* [Given task]: Without the images, output each record below as it stands.

◇ ◇ ◇ ◇ ◇ ◇ ◇

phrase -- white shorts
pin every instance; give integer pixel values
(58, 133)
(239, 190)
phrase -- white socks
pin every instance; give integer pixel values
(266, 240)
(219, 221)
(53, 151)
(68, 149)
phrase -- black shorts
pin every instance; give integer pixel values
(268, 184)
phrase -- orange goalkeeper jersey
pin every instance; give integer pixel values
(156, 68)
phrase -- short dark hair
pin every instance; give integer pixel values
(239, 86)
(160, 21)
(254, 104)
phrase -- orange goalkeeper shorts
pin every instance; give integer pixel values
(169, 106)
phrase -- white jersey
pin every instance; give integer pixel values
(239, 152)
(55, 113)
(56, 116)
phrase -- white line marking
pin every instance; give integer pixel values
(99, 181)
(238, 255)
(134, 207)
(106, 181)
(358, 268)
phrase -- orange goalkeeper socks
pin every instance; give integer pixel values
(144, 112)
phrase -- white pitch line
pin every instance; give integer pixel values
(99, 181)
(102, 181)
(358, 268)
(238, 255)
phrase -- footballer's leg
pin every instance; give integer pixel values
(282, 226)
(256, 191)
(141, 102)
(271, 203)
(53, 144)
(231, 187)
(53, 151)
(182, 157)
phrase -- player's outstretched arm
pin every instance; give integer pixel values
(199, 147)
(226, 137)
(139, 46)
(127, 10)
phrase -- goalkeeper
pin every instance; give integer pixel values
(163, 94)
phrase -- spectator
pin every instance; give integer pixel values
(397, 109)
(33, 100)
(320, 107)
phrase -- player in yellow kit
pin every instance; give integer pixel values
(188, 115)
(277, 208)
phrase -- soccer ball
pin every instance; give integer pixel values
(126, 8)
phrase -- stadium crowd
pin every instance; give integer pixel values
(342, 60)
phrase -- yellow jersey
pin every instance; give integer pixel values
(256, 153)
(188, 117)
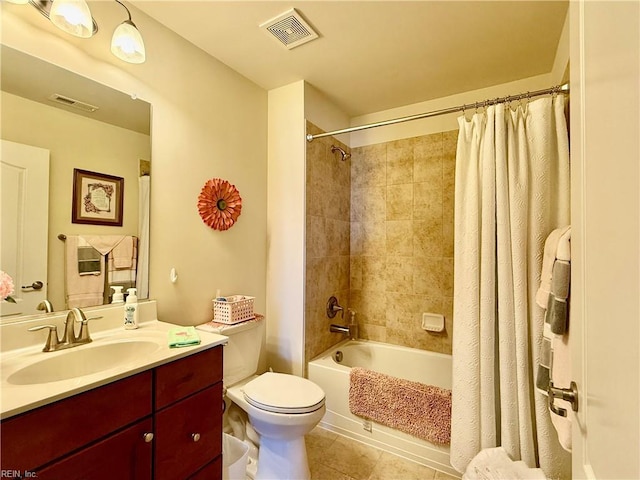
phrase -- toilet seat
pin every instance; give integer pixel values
(283, 393)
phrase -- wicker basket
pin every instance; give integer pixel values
(239, 309)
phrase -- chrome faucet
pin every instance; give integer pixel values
(45, 306)
(69, 337)
(351, 329)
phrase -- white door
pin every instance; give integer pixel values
(605, 315)
(24, 178)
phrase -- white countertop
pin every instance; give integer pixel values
(15, 399)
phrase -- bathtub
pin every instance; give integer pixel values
(409, 363)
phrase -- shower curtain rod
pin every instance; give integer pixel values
(553, 90)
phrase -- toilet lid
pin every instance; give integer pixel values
(283, 393)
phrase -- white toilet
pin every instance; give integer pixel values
(282, 408)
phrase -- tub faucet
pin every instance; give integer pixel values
(351, 330)
(45, 306)
(333, 307)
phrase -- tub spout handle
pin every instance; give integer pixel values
(333, 307)
(351, 330)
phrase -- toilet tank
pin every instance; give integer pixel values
(242, 352)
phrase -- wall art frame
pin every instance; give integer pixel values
(98, 198)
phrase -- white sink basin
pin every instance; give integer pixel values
(80, 361)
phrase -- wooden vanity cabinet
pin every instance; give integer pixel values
(188, 417)
(103, 434)
(41, 436)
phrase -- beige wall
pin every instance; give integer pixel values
(75, 141)
(207, 121)
(328, 207)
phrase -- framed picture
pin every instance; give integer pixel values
(97, 198)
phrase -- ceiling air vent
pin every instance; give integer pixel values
(70, 102)
(290, 29)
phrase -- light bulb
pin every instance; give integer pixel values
(72, 16)
(127, 43)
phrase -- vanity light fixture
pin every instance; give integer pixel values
(126, 43)
(71, 16)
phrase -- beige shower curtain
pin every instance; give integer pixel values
(512, 190)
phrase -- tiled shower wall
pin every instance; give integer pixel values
(402, 196)
(328, 194)
(379, 236)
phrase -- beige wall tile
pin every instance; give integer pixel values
(399, 275)
(427, 276)
(427, 238)
(374, 274)
(381, 238)
(399, 238)
(374, 241)
(400, 163)
(399, 202)
(427, 202)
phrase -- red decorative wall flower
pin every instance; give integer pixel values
(219, 204)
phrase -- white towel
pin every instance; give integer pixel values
(548, 259)
(557, 250)
(495, 464)
(561, 375)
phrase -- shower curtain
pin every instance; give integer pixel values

◇ ◇ ◇ ◇ ◇ ◇ ◇

* [Expected answer]:
phrase -- white shorts
pin every instance; give integer pixel values
(58, 133)
(239, 190)
phrase -- white socks
pin every instance; give integer pixel values
(266, 240)
(219, 221)
(53, 151)
(68, 149)
phrase -- black shorts
pin every instance; give integer pixel values
(268, 184)
phrase -- orange goalkeeper jersey
pin every instance; give integer pixel values
(156, 68)
phrase -- short dark hair
pin every instance; give integer pixel values
(239, 86)
(160, 21)
(254, 104)
phrase -- orange goalkeeper shorts
pin every instance; give integer pixel values
(169, 106)
phrase -- white jersey
pin every instance; give integer pixel values
(239, 152)
(55, 113)
(56, 116)
phrase -- white line marking
pin every instance; give integer pixel values
(99, 181)
(238, 255)
(134, 207)
(106, 181)
(358, 268)
phrase -- orange goalkeeper socks
pin every instance; give integer pixel values
(144, 112)
phrase -- white pitch line
pin every instance; give integer pixel values
(99, 181)
(102, 181)
(358, 268)
(238, 255)
phrase -- footballer's leg
pin every instance; give integer pixel values
(282, 226)
(256, 191)
(141, 102)
(271, 203)
(53, 144)
(231, 187)
(53, 151)
(182, 157)
phrase -- player's outstretched arm
pin every instance; give integer pixel values
(199, 147)
(226, 137)
(139, 46)
(127, 10)
phrase -- goalkeeper
pin every instance; give integer pixel values
(163, 94)
phrase -- spectator
pin every instance; give integer pixel values
(397, 109)
(33, 100)
(320, 107)
phrase -- player in yellow kit
pin every instance; give integer pixel values
(188, 115)
(277, 208)
phrase -- soccer ball
pin every instance; give integer pixel values
(126, 8)
phrase -- stadium crowd
pin every instance; give integer pixel values
(342, 60)
phrase -- yellow jersey
pin every instance; give integer pixel values
(256, 153)
(188, 117)
phrase -- toilet seat
pin every instance; give integer pixel values
(283, 393)
phrase -- wicker basket
pin every instance; give integer pixel values
(239, 309)
phrase -- chrome faucet
pin every instance; give integer pixel values
(45, 306)
(69, 337)
(351, 329)
phrase -- white door
pin every instance; give integer pixel values
(605, 315)
(24, 178)
phrase -- white countertop
pin every instance; give integer pixel values
(15, 399)
phrase -- bathtub
pin every instance; give integer pixel values
(409, 363)
phrase -- shower curtain rod
pin every instance; give integer pixel values
(553, 90)
phrase -- toilet lid
pin every instance; give integer pixel values
(283, 393)
phrase -- white toilet
pin every instance; give integer pixel values
(282, 408)
phrase -- tub faucet
pin every instance; give integer pixel values
(351, 330)
(45, 306)
(333, 307)
phrase -- tub spout handle
pin every instance; give integer pixel values
(333, 307)
(351, 330)
phrase -- toilet tank
pin every instance; give integer pixel values
(242, 352)
phrase -- wall art frame
pin every instance; give integer pixel values
(98, 198)
phrase -- white sink basin
pin every instance; give integer pixel values
(80, 361)
phrase -- wooden vanity cabinet
pin every instance; give integer pixel values
(188, 417)
(103, 434)
(41, 436)
phrase -- beige wall
pin every instance; give integer pixel values
(75, 141)
(207, 121)
(328, 207)
phrase -- framed picture
pin every instance; give integer pixel values
(97, 198)
phrase -- ceiling air vent
pin every instance; give integer pixel values
(70, 102)
(290, 29)
phrase -- light bulb
pin every instance; give integer pixel values
(72, 16)
(127, 43)
phrase -- vanity light fixture
pin every instance; give integer pixel values
(126, 43)
(71, 16)
phrase -- beige shower curtain
pin every instance; give integer pixel values
(512, 190)
phrase -- tiled shower wall
pin every instance; give integer pixel values
(402, 196)
(328, 194)
(379, 236)
phrase -- beige wall tile
pin every instance; give integer pixel values
(399, 275)
(427, 276)
(427, 238)
(374, 274)
(381, 238)
(399, 238)
(374, 241)
(400, 163)
(399, 202)
(427, 202)
phrase -- red decorative wall flower
pin every instance; give integer pixel values
(219, 204)
phrase -- white towel
pin every instance; give integer pixel values
(548, 259)
(557, 250)
(495, 464)
(561, 375)
phrase -- shower curtain
pin every instance; give integer pixel values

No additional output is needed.